# STATED TASK 1
In the pull request below, rewrite the paragraph beginning "This pull request simplifies how datanode storage metrics" in fewer words, keeping its main facts.
# STATED TASK 2
From the pull request below, reproduce word for word the passage starting at "Consolidated Storage Report: A" and ending at "consolidated download URL.".

# EXCERPT TO READ
— begin —
HDDS-14517. [Recon] Include all storage report fields in CSV report for Capacity Distribution by priyeshkaratha · Pull Request #9681 · apache/ozone

priyeshkaratha · 2026-01-28T09:16:03Z

What changes were proposed in this pull request?

This pull request simplifies how datanode storage metrics are downloaded. Instead of having multiple endpoints, the download logic is now handled by a single improved endpoint. The old endpoint that only supported pending deletion data has been removed. The new endpoint generates a detailed CSV with all relevant storage metrics, giving a more complete view of datanode health and usage.

Refactored Datanode Metrics Download: The dedicated /download endpoint for pending deletion metrics in PendingDeletionEndpoint has been removed.
Consolidated Storage Report: A new /download endpoint has been introduced in StorageDistributionEndpoint to provide a comprehensive CSV report.
Expanded Report Fields: The new CSV report now includes all datanode storage fields such as Capacity, Used Space, Remaining Space, Committed Space, Reserved Space, Minimum Free Space, and Pending Block Size.
Frontend URL Update: The frontend application (capacity.tsx) has been updated to use the new consolidated download URL.
Updated Test Coverage: Corresponding unit tests have been removed from TestPendingDeletionEndpoint and new, comprehensive tests have been added in TestStorageDistributionEndpoint for the new download functionality.

What is the link to the Apache JIRA

HDDS-14517

How was this patch tested?

Tested using modified testcases.

priyeshkaratha · 2026-01-28T09:18:06Z

Hi @devabhishekpal @devmadhuu @ArafatKhan2198 can you please review the changes?

devabhishekpal

This change looks good to me, but it also needs frontend change.
The download button currently calls the pendingDeletion/download API endpoint.
However this changes it to storageDistribution/download so the download button won't work

priyeshkaratha · 2026-02-06T06:43:53Z

This change looks good to me, but it also needs frontend change. The download button currently calls the pendingDeletion/download API endpoint. However this changes it to storageDistribution/download so the download button won't work

Thanks @devabhishekpal for the review. calling storageDistribution/download is already part of the PR. Did I miss anything specific?

devabhishekpal

Thanks for the patch, lgtm @priyeshkaratha

devmadhuu

Thanks for the patch @priyeshkaratha . Some comments, pls check.

...ozone/recon/src/main/java/org/apache/hadoop/ozone/recon/api/StorageDistributionEndpoint.java

devmadhuu · 2026-02-12T12:28:26Z

...ozone/recon/src/main/java/org/apache/hadoop/ozone/recon/api/StorageDistributionEndpoint.java

  }

+  @GET
+  @Path("/download")
— end —
# RECORDS PROVIDED
— begin —
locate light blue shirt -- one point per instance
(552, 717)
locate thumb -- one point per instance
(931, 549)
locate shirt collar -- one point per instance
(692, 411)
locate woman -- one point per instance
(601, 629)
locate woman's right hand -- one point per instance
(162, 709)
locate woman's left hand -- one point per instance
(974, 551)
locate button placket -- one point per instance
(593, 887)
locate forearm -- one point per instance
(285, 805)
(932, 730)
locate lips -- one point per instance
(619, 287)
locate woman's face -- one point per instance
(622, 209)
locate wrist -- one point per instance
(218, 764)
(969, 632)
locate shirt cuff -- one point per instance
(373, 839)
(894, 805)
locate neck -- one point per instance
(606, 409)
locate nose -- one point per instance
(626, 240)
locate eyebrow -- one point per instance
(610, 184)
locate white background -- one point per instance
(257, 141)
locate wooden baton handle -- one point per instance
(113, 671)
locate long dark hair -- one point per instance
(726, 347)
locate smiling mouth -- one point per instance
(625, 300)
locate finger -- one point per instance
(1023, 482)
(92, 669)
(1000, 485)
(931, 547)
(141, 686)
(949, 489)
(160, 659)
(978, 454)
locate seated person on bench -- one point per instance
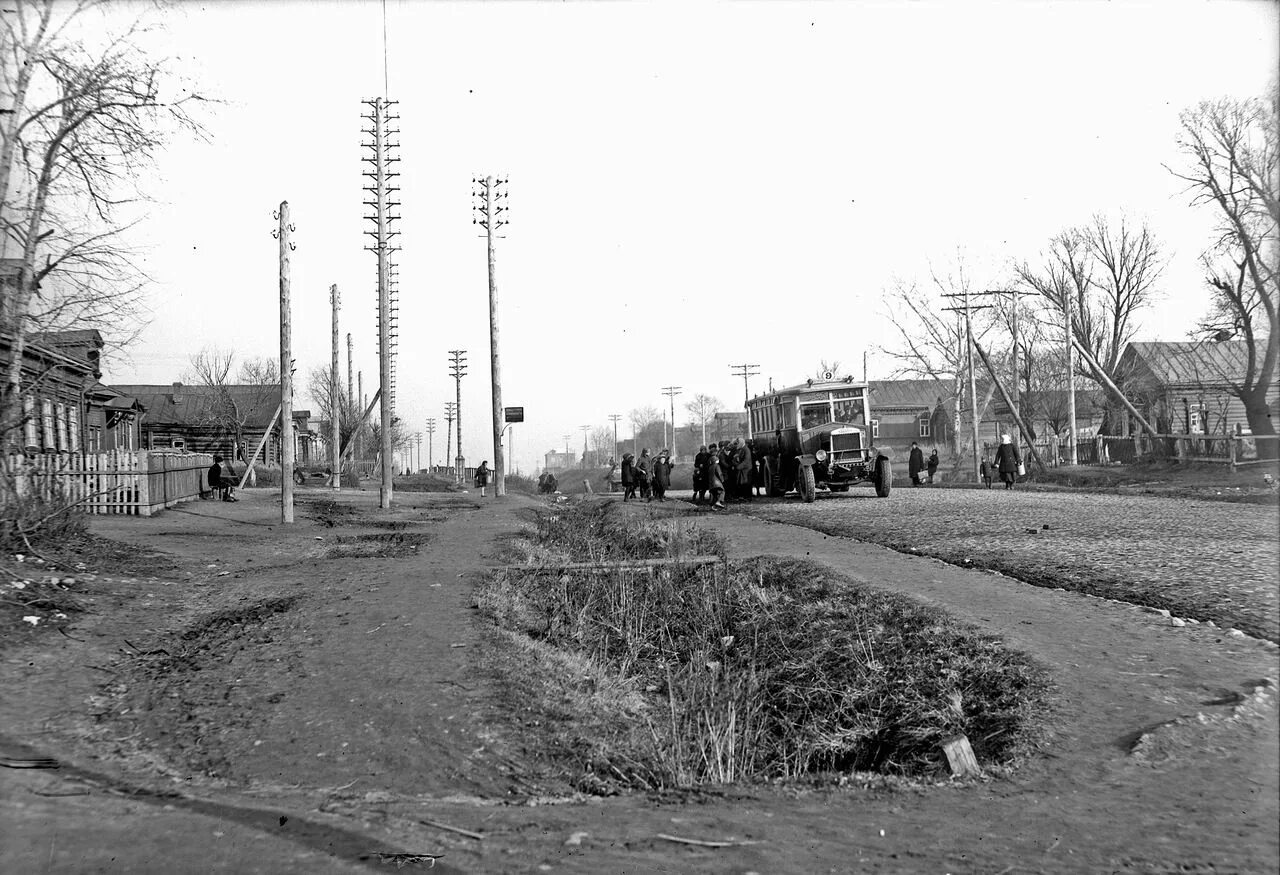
(219, 482)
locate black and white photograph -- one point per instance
(624, 436)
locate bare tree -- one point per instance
(1106, 275)
(929, 340)
(85, 118)
(702, 409)
(1232, 165)
(234, 395)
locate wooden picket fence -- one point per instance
(136, 482)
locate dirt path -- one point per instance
(334, 697)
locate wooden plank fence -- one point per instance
(137, 482)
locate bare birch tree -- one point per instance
(1232, 166)
(85, 117)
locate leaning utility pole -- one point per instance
(745, 371)
(282, 234)
(492, 216)
(671, 392)
(448, 417)
(458, 369)
(613, 418)
(334, 403)
(973, 379)
(383, 145)
(351, 386)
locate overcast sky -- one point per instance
(693, 184)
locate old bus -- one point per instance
— end —
# ANSWER 1
The pull request moves datanode storage metrics downloads to one improved endpoint. The old endpoint, which handled only pending deletion data, is gone. The new one produces a detailed CSV with all relevant storage metrics, giving a fuller picture of datanode health and usage.

# ANSWER 2
Consolidated Storage Report: A new /download endpoint has been introduced in StorageDistributionEndpoint to provide a comprehensive CSV report.
Expanded Report Fields: The new CSV report now includes all datanode storage fields such as Capacity, Used Space, Remaining Space, Committed Space, Reserved Space, Minimum Free Space, and Pending Block Size.
Frontend URL Update: The frontend application (capacity.tsx) has been updated to use the new consolidated download URL.